▶ _Direction_: Copy all of the material below, reproducing each line word for word without any changes.

--- begin ---

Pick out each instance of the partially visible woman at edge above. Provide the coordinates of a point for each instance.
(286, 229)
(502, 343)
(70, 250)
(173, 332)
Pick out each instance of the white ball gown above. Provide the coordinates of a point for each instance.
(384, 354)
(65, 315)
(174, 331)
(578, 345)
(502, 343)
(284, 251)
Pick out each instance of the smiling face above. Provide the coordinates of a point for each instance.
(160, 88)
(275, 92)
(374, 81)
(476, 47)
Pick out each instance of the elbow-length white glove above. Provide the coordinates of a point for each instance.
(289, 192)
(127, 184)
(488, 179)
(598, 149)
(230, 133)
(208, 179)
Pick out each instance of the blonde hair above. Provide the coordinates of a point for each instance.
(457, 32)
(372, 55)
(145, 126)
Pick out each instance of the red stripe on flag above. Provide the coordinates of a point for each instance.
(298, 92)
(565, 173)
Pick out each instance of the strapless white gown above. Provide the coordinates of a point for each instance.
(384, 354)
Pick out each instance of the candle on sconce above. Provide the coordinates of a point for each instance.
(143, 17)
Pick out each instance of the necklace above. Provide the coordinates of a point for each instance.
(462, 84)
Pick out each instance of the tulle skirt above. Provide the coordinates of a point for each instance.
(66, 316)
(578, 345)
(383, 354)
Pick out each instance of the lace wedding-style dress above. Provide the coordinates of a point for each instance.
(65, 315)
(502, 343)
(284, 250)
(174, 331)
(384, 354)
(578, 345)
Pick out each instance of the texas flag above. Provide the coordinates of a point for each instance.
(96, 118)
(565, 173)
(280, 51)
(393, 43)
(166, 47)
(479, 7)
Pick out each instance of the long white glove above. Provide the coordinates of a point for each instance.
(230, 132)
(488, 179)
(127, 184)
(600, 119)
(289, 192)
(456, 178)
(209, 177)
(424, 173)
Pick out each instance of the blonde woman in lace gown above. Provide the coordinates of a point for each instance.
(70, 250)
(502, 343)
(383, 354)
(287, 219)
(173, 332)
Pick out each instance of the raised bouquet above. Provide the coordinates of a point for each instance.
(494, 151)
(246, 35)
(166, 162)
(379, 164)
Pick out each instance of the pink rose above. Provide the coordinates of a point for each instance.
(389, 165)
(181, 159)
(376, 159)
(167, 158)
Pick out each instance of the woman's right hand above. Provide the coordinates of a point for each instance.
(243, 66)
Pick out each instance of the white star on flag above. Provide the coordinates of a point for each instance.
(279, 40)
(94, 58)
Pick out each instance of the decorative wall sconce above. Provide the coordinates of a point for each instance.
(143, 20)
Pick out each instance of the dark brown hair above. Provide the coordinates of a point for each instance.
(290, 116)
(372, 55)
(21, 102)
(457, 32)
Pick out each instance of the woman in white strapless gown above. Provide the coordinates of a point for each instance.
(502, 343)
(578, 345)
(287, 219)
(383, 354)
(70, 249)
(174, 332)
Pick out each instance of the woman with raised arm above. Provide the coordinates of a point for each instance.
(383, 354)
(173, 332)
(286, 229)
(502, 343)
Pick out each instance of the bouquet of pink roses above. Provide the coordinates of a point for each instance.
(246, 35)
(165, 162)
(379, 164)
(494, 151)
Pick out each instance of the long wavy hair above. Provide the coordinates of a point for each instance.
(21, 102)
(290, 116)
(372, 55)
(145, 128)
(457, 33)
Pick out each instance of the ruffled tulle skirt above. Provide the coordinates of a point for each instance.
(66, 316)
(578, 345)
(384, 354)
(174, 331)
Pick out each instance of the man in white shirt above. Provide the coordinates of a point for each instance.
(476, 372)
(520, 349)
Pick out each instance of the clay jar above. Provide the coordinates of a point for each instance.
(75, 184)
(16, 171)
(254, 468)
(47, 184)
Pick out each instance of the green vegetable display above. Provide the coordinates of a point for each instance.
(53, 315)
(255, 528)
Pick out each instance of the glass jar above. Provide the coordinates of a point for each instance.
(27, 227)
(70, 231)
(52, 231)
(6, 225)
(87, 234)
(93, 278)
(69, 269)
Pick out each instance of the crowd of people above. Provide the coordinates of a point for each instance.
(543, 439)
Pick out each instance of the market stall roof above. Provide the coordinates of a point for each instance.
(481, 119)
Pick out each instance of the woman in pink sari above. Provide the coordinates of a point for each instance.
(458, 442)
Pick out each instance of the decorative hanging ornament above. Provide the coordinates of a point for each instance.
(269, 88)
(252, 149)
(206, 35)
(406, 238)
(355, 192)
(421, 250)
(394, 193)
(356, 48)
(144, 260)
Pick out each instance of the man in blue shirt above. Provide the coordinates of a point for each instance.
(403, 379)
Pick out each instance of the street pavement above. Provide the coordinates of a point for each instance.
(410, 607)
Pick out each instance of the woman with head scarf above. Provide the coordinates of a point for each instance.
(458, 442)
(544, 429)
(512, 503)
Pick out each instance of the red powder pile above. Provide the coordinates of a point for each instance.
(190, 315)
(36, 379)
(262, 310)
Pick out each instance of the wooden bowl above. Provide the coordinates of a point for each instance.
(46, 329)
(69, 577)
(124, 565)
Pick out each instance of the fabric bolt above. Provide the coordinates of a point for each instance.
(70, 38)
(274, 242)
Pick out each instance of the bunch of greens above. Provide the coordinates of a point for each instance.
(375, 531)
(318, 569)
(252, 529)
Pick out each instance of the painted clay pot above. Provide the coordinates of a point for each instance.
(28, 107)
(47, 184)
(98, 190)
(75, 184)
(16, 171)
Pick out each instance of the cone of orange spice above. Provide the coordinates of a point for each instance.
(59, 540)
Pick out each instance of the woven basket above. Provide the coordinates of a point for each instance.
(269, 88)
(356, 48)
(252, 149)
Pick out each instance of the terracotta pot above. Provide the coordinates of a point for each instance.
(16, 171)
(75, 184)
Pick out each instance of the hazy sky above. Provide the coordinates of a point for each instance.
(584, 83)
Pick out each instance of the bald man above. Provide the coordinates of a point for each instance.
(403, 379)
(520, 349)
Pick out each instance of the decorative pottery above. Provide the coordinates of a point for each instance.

--- end ---

▶ _Exercise result_:
Pick out each instance of the partially visible woman at edge above. Provide the coordinates of a point for each instance.
(286, 229)
(502, 343)
(70, 250)
(173, 332)
Pick out each instance of the white ball gown above. Provide the coordinates of a point for each instance.
(384, 354)
(65, 315)
(174, 331)
(578, 345)
(502, 343)
(284, 251)
Pick out each instance of the smiling face above. Provide the coordinates of a point for each instance.
(160, 88)
(275, 92)
(374, 81)
(476, 47)
Pick out each instance of the elbow-length white glove above. Provide the coordinates of a point for each instance.
(289, 192)
(127, 184)
(488, 179)
(598, 149)
(230, 133)
(208, 179)
Pick out each instance of the blonde hair above. Provide the coordinates of a point for each instance.
(457, 32)
(372, 55)
(145, 126)
Pick out each instance of the red stripe on flag above. Provide the coordinates of a point for each instance.
(298, 92)
(565, 173)
Pick out each instance of the strapless white gown above. Provide the coordinates of a point for each instance.
(384, 354)
Pick out each instance of the candle on sconce above. Provide the coordinates of a point for each instance.
(143, 17)
Pick out each instance of the necklace above. Provide the coordinates of a point for each instance.
(462, 84)
Pick out each instance of the tulle skirt above. Provide the coordinates of a point for each instance.
(66, 316)
(578, 345)
(383, 354)
Pick out each instance of the lace wedding-style dress above. Provide the coordinates of a point for each instance.
(65, 315)
(502, 343)
(284, 250)
(174, 331)
(384, 354)
(578, 345)
Pick out each instance of the texas flag above. Provide the coordinates of a point for each instance.
(96, 118)
(565, 173)
(280, 51)
(393, 43)
(166, 47)
(479, 7)
Pick out each instance of the long white glove above. Provide the coordinates of a point for each instance.
(230, 132)
(488, 179)
(127, 184)
(600, 119)
(289, 192)
(456, 178)
(209, 177)
(424, 173)
Pick out each instance of the blonde woman in lace gown above. Provide the coordinates of a point for each instance.
(70, 250)
(502, 343)
(383, 354)
(287, 219)
(173, 332)
Pick out each instance of the raised bouquet above. Provide the coordinates of a point for each instance.
(494, 151)
(246, 35)
(166, 162)
(379, 164)
Pick out each instance of the pink rose above. Provide the coordinates of a point for each instance.
(389, 165)
(181, 159)
(376, 159)
(167, 158)
Pick out each instance of the woman's right hand above. Provide the coordinates of a point for each instance.
(243, 66)
Pick out each instance of the white star on flag above. Provide the coordinates of a point for each instance.
(279, 40)
(94, 58)
Pick out each instance of the decorative wall sconce above. Provide the coordinates of a point for each instance.
(143, 20)
Pick out each instance of the dark brown hair above. Provide the coordinates of a point for each instance.
(290, 116)
(372, 55)
(21, 102)
(457, 32)
Pick out each instance of the woman in white strapless gown above. Provide the coordinates of a point for each instance.
(502, 343)
(578, 345)
(287, 219)
(383, 354)
(70, 249)
(174, 332)
Pick out each instance of the woman with raised arm above. Provide the coordinates of a point for each instance.
(383, 354)
(173, 332)
(286, 229)
(502, 343)
Pick out each instance of the bouquet of pink roses above. Provide the coordinates of a point for each instance.
(246, 35)
(165, 162)
(379, 164)
(494, 151)
Pick out each instance of the long wavy hair above. Provide the coordinates of a point for each instance.
(21, 102)
(290, 116)
(372, 55)
(145, 128)
(457, 33)
Pick out each instance of the ruffled tulle skirt above. Provide the coordinates of a point for each instance.
(66, 316)
(578, 345)
(384, 354)
(174, 331)
Pick out each instance of the man in white shirt above. Provide the coordinates of a point for each instance.
(476, 372)
(520, 349)
Pick out each instance of the clay jar above. Provide the coordinates of a point for each instance.
(75, 184)
(16, 171)
(254, 468)
(47, 184)
Pick out each instance of the green vegetable display above. Provide the coordinates of a point for each instance.
(53, 315)
(255, 528)
Pick out each instance of the glass jar above. Provide the coordinates of a point for each instance.
(27, 227)
(70, 231)
(52, 231)
(6, 225)
(87, 234)
(93, 278)
(69, 269)
Pick out each instance of the crowd of people above. Provide the coordinates of a point for each instance.
(543, 439)
Pick out each instance of the market stall roof above. Provide the coordinates of a point for each instance.
(481, 119)
Pick out each instance of the woman in pink sari above. Provide the coordinates of a point for each instance.
(458, 442)
Pick out each instance of the decorative hanging ornament above. Provide the coordinates of a point for each instance.
(269, 88)
(252, 149)
(206, 35)
(406, 238)
(355, 192)
(421, 250)
(394, 193)
(356, 48)
(144, 260)
Pick out each instance of the man in blue shirt above. Provide the coordinates of a point for each instance.
(403, 379)
Pick out each instance of the street pavement above. Provide the coordinates of a point for each instance.
(410, 607)
Pick out each instance of the woman with head scarf above. Provide the coordinates of a point for each instance.
(458, 442)
(544, 429)
(512, 503)
Pick out each instance of the red powder pile above. Provide the coordinates of a point for each instance.
(190, 315)
(36, 379)
(262, 310)
Pick out each instance of the wooden bowl above. Provide the coordinates of a point for each instance.
(46, 329)
(69, 577)
(124, 565)
Pick out each instance of the fabric bolt above. Provide the coordinates of a point for each instance.
(70, 38)
(274, 242)
Pick out each instance of the bunch of greens above. Provide the coordinates of a point for each instance.
(375, 531)
(318, 569)
(252, 529)
Pick out each instance of the painted clay pot above. Provide the coordinates of a point for each instance.
(28, 107)
(47, 184)
(98, 190)
(75, 184)
(16, 171)
Pick out each instance of the cone of orange spice above. Provide the coordinates of a point for each instance.
(59, 540)
Pick out each instance of the woven basket above. Provide the coordinates of a point for each instance.
(269, 88)
(356, 48)
(252, 149)
Pick out each instance of the terracotta pot above. Provide the coordinates of a point for each instance.
(16, 171)
(75, 184)
Pick out each instance of the hazy sky above. Provide the coordinates of a point for each instance.
(584, 83)
Pick out each instance of the bald man above. Provide the coordinates of a point for each instance.
(403, 379)
(520, 349)
Pick out each instance of the decorative pottery above. Provide the coordinates of a point for each instance.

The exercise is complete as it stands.